[Records from a data source]
= = = =

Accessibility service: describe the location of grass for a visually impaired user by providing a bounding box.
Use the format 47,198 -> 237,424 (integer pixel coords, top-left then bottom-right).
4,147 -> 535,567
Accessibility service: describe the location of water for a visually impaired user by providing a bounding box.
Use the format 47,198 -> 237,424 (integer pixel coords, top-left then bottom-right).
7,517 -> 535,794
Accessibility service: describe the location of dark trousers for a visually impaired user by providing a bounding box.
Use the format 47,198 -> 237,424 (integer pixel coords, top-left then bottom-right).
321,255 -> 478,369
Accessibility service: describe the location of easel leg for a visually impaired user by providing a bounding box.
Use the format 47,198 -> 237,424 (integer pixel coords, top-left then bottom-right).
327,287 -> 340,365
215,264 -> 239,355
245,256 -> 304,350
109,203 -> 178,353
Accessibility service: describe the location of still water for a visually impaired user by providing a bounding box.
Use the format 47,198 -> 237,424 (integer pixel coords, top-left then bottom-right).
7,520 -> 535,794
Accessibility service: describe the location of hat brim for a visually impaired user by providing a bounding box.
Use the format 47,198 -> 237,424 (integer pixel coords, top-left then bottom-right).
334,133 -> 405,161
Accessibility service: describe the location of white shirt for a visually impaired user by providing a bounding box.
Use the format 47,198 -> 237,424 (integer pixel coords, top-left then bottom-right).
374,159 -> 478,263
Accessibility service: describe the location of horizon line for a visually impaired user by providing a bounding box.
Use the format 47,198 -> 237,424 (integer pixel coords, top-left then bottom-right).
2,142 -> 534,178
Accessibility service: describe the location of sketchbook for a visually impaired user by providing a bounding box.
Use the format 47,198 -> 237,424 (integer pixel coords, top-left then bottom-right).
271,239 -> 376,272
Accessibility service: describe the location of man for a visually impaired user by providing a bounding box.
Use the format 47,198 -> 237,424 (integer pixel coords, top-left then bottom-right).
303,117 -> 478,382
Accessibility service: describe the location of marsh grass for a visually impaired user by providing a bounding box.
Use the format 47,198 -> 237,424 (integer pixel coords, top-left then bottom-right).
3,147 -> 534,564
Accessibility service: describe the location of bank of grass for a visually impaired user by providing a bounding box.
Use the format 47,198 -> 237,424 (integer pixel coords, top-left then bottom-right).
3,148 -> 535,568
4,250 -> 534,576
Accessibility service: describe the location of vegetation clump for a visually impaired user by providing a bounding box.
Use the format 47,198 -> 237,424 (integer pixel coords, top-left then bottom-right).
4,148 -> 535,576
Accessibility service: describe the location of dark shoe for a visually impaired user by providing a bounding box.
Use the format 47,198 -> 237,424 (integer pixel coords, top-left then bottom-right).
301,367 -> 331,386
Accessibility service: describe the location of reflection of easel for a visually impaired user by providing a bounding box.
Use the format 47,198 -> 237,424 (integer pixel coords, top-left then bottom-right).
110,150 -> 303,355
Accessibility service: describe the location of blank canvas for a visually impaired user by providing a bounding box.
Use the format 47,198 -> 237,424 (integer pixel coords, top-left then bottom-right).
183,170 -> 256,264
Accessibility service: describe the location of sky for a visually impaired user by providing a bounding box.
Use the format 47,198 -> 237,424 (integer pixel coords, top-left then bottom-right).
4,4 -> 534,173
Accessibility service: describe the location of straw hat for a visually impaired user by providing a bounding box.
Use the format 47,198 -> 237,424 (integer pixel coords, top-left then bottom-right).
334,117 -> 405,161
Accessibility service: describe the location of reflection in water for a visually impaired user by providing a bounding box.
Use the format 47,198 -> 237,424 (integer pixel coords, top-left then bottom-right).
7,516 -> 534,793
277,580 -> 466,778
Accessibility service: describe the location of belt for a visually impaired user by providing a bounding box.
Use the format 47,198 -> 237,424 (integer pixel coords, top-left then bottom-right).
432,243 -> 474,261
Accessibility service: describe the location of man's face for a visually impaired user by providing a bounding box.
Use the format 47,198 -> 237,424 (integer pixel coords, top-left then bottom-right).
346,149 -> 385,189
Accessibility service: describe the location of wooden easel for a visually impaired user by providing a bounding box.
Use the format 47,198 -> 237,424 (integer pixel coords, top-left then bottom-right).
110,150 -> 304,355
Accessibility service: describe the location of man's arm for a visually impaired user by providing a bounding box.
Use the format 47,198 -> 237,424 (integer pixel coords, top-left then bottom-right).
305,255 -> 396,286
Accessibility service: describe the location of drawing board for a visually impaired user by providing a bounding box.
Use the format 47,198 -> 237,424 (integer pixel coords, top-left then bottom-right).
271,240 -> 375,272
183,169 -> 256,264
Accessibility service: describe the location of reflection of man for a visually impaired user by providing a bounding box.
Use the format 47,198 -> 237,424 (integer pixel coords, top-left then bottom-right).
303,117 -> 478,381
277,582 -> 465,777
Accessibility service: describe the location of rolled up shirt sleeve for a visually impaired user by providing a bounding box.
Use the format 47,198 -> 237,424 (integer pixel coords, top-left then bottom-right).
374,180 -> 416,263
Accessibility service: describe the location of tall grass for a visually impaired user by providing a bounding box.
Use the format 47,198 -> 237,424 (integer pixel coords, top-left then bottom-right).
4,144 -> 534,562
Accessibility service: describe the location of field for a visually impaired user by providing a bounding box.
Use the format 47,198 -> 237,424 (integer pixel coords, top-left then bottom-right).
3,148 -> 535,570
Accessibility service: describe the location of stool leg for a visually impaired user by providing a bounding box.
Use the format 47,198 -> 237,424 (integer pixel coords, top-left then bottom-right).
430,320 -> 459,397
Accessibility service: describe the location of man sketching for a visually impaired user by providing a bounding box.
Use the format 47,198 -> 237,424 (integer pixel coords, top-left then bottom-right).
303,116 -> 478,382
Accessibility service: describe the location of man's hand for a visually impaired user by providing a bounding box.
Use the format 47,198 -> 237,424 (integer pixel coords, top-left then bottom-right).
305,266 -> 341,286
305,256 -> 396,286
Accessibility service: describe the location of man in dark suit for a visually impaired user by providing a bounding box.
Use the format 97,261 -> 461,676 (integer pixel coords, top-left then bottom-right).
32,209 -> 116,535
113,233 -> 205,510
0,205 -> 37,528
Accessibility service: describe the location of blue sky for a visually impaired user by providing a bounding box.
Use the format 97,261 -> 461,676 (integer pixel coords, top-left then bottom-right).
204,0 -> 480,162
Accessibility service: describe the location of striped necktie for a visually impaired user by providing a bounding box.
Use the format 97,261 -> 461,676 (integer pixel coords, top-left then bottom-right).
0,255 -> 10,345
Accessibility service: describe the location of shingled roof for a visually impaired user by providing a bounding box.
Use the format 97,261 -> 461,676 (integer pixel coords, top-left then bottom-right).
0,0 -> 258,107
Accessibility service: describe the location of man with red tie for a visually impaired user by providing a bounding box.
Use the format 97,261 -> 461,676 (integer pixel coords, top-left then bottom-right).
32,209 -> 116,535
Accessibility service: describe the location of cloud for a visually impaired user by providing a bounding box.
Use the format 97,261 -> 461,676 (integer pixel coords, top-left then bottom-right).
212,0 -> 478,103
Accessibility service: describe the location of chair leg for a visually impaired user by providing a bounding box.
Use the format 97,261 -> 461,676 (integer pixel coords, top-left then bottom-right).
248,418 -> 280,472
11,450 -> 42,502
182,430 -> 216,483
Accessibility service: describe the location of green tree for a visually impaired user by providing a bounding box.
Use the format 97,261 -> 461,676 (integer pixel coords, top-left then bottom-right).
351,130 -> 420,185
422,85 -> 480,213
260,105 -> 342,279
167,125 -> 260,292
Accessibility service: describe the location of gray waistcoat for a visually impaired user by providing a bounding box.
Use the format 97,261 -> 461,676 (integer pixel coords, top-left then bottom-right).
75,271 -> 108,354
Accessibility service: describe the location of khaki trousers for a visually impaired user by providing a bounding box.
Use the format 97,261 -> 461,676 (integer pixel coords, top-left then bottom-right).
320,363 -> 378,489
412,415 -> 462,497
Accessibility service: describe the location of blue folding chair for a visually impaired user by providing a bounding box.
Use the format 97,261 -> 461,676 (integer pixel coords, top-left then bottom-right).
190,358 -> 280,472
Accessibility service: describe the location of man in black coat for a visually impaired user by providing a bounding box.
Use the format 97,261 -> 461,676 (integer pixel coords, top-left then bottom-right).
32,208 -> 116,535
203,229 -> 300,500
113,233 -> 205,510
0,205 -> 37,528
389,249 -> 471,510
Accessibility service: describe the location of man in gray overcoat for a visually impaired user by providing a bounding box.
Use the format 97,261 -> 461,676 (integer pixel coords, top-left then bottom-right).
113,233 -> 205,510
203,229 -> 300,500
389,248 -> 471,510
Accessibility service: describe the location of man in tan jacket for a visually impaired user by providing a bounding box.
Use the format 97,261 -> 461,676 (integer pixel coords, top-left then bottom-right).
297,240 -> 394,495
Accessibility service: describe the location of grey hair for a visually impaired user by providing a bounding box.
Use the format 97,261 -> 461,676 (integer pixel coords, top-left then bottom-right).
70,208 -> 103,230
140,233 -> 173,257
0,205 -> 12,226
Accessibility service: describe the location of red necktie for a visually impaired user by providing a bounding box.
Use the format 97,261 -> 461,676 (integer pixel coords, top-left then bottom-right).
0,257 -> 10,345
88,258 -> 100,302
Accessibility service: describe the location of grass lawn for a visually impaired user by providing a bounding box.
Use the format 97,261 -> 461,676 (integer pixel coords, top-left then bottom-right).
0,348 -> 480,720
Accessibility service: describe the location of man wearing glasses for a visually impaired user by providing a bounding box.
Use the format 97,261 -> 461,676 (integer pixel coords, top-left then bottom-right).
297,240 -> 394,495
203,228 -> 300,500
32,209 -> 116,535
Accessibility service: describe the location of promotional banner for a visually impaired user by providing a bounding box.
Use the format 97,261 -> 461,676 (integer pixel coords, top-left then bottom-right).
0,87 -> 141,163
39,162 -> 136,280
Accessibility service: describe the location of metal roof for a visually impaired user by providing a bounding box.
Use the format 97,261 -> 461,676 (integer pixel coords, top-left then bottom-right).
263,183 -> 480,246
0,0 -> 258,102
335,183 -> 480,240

= = = =

▶ Your task
Reproduce verbatim the lines starting at the one containing "Accessibility service: describe the location of man sketching" and ending at the one containing "305,256 -> 396,286", including both of those lines.

▶ Output
Accessibility service: describe the location of man sketching for a visually impaired user by providing a bounding box.
Use the format 47,198 -> 237,424 (integer pixel coords, top-left then bottom-right).
303,116 -> 478,382
Accessibility service: describe the location of man's hand for a visually impaired user by providing a bounding box.
Use the format 47,198 -> 237,424 (integer pixel coords, top-left then bottom-right).
305,266 -> 341,286
305,256 -> 396,286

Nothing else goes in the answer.